AIM -> Copy every line of the items below, requests included, and shift each bounding box coordinate in the answers by -33.

DATA PROVIDED ->

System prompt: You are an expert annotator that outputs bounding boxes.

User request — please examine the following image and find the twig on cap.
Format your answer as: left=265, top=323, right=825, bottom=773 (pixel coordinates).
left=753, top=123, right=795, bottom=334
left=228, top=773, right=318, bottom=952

WRITTEN SOLUTION ->
System prompt: You are an expert annotator that outputs bounding boxes.

User request — please examine the following image and find the twig on cap.
Format your answer as: left=265, top=323, right=825, bottom=773 (pixel coordinates).
left=720, top=90, right=762, bottom=301
left=195, top=740, right=285, bottom=919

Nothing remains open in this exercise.